_TO BE DONE_
Transcribe all records exactly.

_SUPPLIED ENTRIES_
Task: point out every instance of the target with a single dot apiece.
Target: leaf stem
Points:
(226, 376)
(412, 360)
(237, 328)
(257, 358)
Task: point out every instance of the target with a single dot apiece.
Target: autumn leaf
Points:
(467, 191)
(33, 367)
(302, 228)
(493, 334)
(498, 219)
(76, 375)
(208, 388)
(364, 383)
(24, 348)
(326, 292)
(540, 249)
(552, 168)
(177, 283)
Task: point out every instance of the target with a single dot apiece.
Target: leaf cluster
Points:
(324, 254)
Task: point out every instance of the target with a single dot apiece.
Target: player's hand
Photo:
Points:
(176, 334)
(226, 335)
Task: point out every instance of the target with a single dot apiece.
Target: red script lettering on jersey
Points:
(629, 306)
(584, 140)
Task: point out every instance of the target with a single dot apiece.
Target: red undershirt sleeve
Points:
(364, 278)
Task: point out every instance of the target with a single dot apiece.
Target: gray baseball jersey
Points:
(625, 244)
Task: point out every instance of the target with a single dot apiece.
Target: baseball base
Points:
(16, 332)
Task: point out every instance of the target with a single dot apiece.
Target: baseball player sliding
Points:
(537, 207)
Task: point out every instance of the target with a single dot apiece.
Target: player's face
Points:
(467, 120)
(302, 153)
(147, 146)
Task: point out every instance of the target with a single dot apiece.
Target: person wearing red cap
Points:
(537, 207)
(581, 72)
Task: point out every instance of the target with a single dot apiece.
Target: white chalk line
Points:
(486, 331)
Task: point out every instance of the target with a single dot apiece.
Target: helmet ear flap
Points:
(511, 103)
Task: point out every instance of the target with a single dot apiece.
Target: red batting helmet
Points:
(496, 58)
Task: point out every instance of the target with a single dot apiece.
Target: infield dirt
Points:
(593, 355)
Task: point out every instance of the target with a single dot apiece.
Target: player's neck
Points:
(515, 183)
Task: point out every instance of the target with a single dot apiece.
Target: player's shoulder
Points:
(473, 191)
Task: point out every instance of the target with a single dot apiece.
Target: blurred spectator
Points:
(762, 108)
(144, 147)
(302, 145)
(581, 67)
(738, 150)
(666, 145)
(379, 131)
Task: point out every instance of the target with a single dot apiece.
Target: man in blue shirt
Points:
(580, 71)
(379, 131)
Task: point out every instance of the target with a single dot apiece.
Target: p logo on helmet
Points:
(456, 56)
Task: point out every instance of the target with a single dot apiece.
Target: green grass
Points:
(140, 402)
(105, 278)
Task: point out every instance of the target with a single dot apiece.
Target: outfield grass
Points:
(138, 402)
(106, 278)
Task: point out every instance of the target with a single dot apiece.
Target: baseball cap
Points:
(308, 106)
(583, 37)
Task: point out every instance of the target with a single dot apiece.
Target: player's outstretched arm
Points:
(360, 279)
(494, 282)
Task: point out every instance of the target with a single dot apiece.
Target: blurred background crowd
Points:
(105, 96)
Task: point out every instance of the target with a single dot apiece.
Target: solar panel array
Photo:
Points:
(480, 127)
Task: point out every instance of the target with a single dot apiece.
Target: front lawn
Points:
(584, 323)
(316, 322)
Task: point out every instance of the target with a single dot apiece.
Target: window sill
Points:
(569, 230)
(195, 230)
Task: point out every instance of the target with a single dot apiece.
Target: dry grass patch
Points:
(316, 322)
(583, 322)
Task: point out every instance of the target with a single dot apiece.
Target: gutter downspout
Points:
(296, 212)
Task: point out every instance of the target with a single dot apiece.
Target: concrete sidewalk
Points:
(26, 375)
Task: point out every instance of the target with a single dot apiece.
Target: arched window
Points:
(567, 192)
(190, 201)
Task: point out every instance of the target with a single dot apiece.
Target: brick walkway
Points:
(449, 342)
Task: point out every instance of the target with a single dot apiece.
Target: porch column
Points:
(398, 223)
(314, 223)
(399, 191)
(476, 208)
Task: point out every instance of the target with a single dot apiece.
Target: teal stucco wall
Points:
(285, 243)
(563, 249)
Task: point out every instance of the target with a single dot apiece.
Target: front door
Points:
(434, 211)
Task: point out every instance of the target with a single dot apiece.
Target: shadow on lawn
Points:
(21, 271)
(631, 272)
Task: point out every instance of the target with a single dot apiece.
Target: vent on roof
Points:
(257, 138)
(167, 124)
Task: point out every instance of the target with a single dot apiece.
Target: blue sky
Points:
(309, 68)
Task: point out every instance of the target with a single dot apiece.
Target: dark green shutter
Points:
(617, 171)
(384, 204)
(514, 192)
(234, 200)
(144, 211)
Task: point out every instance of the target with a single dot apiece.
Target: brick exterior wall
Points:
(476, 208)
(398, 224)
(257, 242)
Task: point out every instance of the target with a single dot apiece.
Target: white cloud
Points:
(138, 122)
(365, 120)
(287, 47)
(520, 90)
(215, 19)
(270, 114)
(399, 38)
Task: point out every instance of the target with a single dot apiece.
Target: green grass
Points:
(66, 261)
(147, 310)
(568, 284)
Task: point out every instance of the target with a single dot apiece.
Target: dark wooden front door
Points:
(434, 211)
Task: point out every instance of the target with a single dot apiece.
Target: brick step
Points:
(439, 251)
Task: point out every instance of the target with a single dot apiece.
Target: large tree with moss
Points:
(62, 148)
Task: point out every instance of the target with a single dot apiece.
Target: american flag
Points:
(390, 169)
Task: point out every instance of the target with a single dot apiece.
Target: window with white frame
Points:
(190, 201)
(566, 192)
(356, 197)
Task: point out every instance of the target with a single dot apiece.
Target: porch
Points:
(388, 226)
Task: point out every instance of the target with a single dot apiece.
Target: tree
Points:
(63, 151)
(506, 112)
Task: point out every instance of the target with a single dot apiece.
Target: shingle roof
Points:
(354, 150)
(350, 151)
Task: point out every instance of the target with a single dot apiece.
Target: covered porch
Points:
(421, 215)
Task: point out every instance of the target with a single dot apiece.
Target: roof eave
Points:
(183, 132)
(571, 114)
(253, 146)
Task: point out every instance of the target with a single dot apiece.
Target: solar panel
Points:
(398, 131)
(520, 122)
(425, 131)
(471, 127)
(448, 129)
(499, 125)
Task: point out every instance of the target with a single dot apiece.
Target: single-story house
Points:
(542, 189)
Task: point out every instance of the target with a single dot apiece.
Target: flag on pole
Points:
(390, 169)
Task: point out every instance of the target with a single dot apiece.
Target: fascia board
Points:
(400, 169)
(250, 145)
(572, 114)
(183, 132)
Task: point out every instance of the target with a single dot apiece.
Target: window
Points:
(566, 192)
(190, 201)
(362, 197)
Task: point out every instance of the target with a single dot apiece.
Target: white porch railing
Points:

_SOLUTION FOR THIS PROBLEM_
Task: point out every instance of the target with a single dot apiece.
Target: leaf stem
Points:
(226, 376)
(412, 360)
(237, 328)
(257, 358)
Task: point out every instance of the target with a single dot apiece.
Target: autumn leaf
Points:
(467, 191)
(33, 367)
(302, 228)
(493, 334)
(498, 219)
(76, 375)
(208, 388)
(364, 383)
(24, 348)
(326, 292)
(540, 249)
(552, 168)
(177, 283)
Task: point out every instance of the target with a single dot apiece.
Target: leaf cluster
Points:
(324, 254)
Task: point out every instance of the target with a single dot apiece.
Target: player's hand
Photo:
Points:
(176, 334)
(226, 335)
Task: point out every instance of the target with a single dot apiece.
Target: red script lettering on jersey
Points:
(629, 306)
(584, 140)
Task: point out every instance of the target with a single dot apiece.
Target: red undershirt sleeve
Points:
(364, 278)
Task: point out every instance of the target with a single dot apiece.
Target: gray baseball jersey
Points:
(625, 244)
Task: point out every instance of the target with a single dot apiece.
Target: baseball base
Points:
(16, 332)
Task: point out every instance of the target with a single dot apiece.
Target: baseball player sliding
Points:
(537, 207)
Task: point out every instance of the target with a single dot apiece.
Target: player's face
Points:
(467, 120)
(302, 153)
(147, 146)
Task: point out every instance of the target with a single dot apiece.
Target: person wearing red cap
Points:
(537, 207)
(581, 72)
Task: point out every instance of the target with a single dot apiece.
Target: white chalk line
Points:
(486, 331)
Task: point out every instance of the target with a single dot apiece.
Target: helmet ear flap
Points:
(511, 103)
Task: point out every instance of the target with a single dot apiece.
Target: red batting helmet
Points:
(496, 58)
Task: point out every instance of the target with a single dot apiece.
Target: infield dirt
Points:
(593, 355)
Task: point out every instance of the target with a single dot apiece.
Target: player's neck
Points:
(515, 183)
Task: point out every instance of the target with a single dot apiece.
Target: player's shoulder
Points:
(473, 191)
Task: point out every instance of the target with a single dot apiece.
Target: blurred spectator
Points:
(762, 108)
(144, 147)
(302, 145)
(581, 67)
(738, 150)
(666, 145)
(379, 131)
Task: point out every instance of the target with a single dot apiece.
Target: man in blue shirt
Points:
(580, 71)
(379, 131)
Task: point out every instance of the target with a single dot apiece.
Target: p logo on helmet
Points:
(456, 56)
Task: point out every instance of the target with a single dot apiece.
Target: green grass
Points:
(140, 402)
(105, 278)
Task: point out every instance of the target with a single dot apiece.
Target: outfield grass
Points:
(138, 402)
(106, 278)
Task: point out every instance of the target with a single dot apiece.
Target: baseball cap
Points:
(308, 106)
(583, 37)
Task: point out every instance of the target with a single dot apiece.
Target: player's outstretched arm
Points:
(360, 279)
(494, 282)
Task: point out every instance of the target with a single dot apiece.
Target: blurred background crowd
Points:
(105, 96)
Task: point out every instance of the target with a single dot apiece.
Target: solar panel array
Photo:
Points:
(480, 127)
Task: point out every instance of the target with a single dot apiece.
Target: front lawn
Points:
(584, 323)
(316, 322)
Task: point out every instance of the target with a single dot apiece.
Target: window sill
Points:
(569, 230)
(195, 230)
Task: point out every instance of the target with a single dot apiece.
Target: dry grass patch
Points:
(316, 322)
(583, 322)
Task: point out every instance of the target with a single dot apiece.
Target: gutter downspout
Points:
(296, 212)
Task: point out every instance of the target with a single dot apiece.
Target: concrete sidewalk
Points:
(26, 375)
Task: point out every instance of the target with a single dot apiece.
Target: arched window
Points:
(567, 192)
(190, 201)
Task: point out every instance of the target with a single dot apiece.
Target: brick walkway
Points:
(449, 342)
Task: point out every instance of the target with a single dot apiece.
Target: porch column
Points:
(398, 223)
(314, 223)
(399, 191)
(476, 208)
Task: point out every instance of the target with a single dot apiece.
Target: teal stucco wall
Points:
(285, 243)
(563, 249)
Task: point out every instance of the target with a single dot apiece.
Target: front door
Points:
(434, 211)
Task: point out every instance of the target with a single dot apiece.
Target: shadow on lawn
Points:
(21, 271)
(631, 272)
Task: point out every instance of the target with a single dot apiece.
Target: vent on roof
Points:
(257, 138)
(167, 124)
Task: point out every instance of the target with a single dot apiece.
Target: blue sky
Points:
(309, 68)
Task: point out every instance of the target with a single dot apiece.
Target: dark green shutter
Points:
(617, 171)
(384, 204)
(514, 192)
(234, 200)
(144, 211)
Task: point out every instance of the target with a single dot apiece.
Target: brick exterior wall
Points:
(476, 208)
(398, 224)
(257, 242)
Task: point out every instance of the target with a single dot apiece.
Target: white cloud
Points:
(138, 122)
(365, 120)
(287, 47)
(520, 90)
(215, 19)
(270, 114)
(399, 38)
Task: point out every instance of the target with a single dot apiece.
Target: green grass
Points:
(66, 261)
(147, 310)
(568, 284)
Task: point out every instance of the target with a single dot apiece.
Target: dark wooden front door
Points:
(434, 211)
Task: point out every instance of the target with a single dot apiece.
Target: brick step
Points:
(439, 251)
Task: point out every instance of the target with a single dot apiece.
Target: large tree with moss
Points:
(62, 148)
Task: point out every instance of the target with a single dot apiece.
Target: american flag
Points:
(390, 169)
Task: point out every instance of the target with a single dot apiece.
Target: window with white frame
Points:
(190, 201)
(566, 192)
(356, 197)
Task: point out every instance of the target with a single dot apiece.
Target: porch
Points:
(388, 226)
Task: point out every instance of the target with a single dot apiece.
Target: tree
Points:
(63, 151)
(506, 112)
Task: point out every instance of the target with a single dot apiece.
Target: shingle roof
Points:
(354, 150)
(350, 151)
Task: point out every instance of the target with a single dot apiece.
Target: covered porch
Points:
(421, 215)
Task: point out every instance of the target with a single dot apiece.
Target: roof eave
Points:
(183, 132)
(571, 114)
(253, 146)
Task: point out every instance of the target with a single dot apiece.
Target: solar panel
Points:
(398, 131)
(520, 122)
(425, 131)
(471, 127)
(448, 129)
(499, 125)
Task: point out every instance of the target with a single dot apiece.
Target: single-story house
Points:
(542, 189)
Task: point out every instance of the target with a single dot apiece.
Target: flag on pole
Points:
(390, 169)
Task: point out every instance of the target with a single dot apiece.
Target: fascia board
Points:
(400, 169)
(250, 145)
(572, 114)
(183, 132)
Task: point out every instance of the target with a single dot apiece.
Target: window
Points:
(566, 192)
(190, 201)
(362, 197)
Task: point out every instance of the target with a single dot apiece.
Target: white porch railing
Points:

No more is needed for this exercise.